From the second paragraph of the passage on American reading habits in 1945 below, list every person named.

##### Text #####

As 1945 began, World War II was still raging on, but at least there was some hopeful news -- in mid January, American forces liberated the Philippines. As the year progressed, there would be other news that was not so hopeful, shocking news of concentration camps in Europe, and sad news about the death of President Roosevelt. But on a day to day basis, what was probably on your mind was wondering how the boys overseas were doing -- it seemed that just about everyone had some family member fighting the Nazis. (There were even some women in the military, although not in combat roles -- the WACS and the WAVES had become much more accepted, and many young women signed up to help their country. The 12 March issue of Time magazine featured a cover story about some of these women, especially Captain Mildred McAfee of the U.S. Naval Reserves.)
Americans were still dealing with the effects of rationing -- you couldn't even buy a new car, since most companies had shut down their assembly lines during the war. Even the magazines were affected, since paper was also limited, and magazines were being asked by the War Production Board to conserve. A few magazines went from weeklies to monthlies, and some ceased publication, but there was still plenty to read. Among the most popular were Time and Newsweek, but you also enjoyed Life, Reader's Digest, Look (movie star Rita Hayworth made the cover in early March), Coronet, and Saturday Evening Post. Movie fans loved Photoplay (there was an interesting article about Judy Garland in the April issue); Radio Mirror had added the word "television" to its title, but it was still mostly about radio stars and celebrity gossip. There was Downbeat for fans of jazz and big band music: you could always find interesting stories about the performers. In January, the tragic disappearance of Glenn Miller's plane on a flight from England to Paris was still front page news, as his fans hoped for the best; but on a more cheerful note, the great Duke Ellington gave a very impressive concert, including several new songs, and the critics were eagerly awaiting some new recordings from him. Downbeat also offered lots of photographs of talented performers -- and a weekly cover photo of a popular star, such as Frances Langford or Peggy Mann. Another must-read for music fans was Song Hits, which provided the lyrics to all the songs you loved, and also had plenty of pictures of the people who performed them. African-Americans had an important new feature magazine, as Chicago-based publisher John H. Johnson put out Ebony; and the members of the Armed Forces were probably reading Stars and Stripes.

##### Data listing #####

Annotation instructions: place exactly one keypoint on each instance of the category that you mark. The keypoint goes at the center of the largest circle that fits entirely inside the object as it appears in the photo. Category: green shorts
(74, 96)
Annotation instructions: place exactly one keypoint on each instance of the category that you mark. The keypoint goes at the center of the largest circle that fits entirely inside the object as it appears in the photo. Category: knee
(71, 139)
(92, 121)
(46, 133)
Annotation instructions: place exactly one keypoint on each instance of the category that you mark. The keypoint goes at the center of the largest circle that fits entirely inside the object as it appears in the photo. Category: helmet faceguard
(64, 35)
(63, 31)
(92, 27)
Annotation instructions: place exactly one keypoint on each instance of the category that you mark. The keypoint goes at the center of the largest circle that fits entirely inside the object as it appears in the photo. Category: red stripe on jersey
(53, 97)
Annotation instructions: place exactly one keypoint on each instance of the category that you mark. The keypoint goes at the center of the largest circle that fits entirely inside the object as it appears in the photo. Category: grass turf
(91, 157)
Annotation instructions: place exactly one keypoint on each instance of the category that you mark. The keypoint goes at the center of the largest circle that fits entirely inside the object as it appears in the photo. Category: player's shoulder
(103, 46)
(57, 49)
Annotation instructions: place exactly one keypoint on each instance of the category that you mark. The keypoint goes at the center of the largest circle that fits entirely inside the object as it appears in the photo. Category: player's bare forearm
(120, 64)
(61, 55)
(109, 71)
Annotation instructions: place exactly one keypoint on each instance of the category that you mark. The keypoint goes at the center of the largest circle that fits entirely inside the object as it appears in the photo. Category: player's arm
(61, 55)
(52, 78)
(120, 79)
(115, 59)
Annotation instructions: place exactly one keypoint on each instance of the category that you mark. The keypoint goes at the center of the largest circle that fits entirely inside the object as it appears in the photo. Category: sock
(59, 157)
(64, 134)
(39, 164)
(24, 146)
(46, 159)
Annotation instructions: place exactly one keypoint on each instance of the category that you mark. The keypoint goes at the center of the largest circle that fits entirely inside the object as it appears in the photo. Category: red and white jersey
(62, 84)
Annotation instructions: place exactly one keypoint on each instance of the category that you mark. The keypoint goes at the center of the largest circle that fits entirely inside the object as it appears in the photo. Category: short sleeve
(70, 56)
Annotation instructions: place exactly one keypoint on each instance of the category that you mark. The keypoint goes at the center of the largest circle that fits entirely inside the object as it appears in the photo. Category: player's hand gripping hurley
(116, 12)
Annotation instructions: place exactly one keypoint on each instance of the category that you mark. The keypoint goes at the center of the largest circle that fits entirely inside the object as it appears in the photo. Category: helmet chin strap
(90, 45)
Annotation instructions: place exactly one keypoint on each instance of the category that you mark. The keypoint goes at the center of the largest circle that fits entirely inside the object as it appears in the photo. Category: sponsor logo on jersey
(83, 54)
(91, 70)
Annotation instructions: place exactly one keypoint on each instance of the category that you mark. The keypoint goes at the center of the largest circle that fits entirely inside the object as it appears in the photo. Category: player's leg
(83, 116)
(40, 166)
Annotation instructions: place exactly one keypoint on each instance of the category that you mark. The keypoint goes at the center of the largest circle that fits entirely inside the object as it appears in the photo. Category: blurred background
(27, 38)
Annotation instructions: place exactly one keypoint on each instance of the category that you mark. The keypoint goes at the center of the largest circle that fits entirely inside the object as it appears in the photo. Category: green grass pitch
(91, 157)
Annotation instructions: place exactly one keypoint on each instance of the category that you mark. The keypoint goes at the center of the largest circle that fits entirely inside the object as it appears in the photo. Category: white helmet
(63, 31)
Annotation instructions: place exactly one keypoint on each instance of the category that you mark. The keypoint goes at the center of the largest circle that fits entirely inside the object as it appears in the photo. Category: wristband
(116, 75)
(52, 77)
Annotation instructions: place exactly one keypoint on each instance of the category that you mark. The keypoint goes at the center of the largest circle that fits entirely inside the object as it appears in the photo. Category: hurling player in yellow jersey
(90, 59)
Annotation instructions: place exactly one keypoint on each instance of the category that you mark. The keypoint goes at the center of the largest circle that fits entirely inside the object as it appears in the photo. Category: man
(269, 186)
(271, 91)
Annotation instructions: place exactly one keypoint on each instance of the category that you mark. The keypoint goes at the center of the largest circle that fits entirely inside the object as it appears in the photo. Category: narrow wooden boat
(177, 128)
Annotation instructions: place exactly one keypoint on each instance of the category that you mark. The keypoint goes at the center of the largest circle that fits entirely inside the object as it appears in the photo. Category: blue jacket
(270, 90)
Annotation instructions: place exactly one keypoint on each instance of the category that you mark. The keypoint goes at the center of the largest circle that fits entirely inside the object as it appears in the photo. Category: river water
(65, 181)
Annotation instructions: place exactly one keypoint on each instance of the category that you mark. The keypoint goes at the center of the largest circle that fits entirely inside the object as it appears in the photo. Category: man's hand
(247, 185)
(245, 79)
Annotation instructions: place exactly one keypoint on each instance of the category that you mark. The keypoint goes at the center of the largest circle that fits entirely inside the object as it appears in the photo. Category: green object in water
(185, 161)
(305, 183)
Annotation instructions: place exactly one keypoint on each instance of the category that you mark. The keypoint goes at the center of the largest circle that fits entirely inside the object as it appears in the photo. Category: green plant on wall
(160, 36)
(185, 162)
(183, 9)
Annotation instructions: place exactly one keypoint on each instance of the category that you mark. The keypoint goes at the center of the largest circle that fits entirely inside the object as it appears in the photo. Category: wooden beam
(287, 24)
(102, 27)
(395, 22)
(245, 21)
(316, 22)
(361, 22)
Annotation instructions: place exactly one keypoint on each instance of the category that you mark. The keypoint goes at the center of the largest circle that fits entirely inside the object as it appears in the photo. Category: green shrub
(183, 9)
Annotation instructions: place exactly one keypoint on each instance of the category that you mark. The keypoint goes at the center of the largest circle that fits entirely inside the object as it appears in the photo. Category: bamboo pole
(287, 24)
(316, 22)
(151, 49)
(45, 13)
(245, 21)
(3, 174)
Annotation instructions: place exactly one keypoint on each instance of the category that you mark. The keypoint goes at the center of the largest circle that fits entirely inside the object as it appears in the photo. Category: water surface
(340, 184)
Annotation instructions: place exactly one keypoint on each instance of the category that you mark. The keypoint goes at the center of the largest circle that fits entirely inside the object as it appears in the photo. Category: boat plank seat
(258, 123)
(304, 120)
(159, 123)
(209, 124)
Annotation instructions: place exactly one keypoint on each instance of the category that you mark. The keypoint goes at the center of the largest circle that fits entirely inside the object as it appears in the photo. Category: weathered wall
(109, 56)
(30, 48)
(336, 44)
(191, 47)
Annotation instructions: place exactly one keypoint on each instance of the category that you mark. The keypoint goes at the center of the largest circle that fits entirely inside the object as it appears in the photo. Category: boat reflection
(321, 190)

#####

Result —
- Rita Hayworth
- Judy Garland
- Glenn Miller
- Duke Ellington
- Frances Langford
- Peggy Mann
- John H. Johnson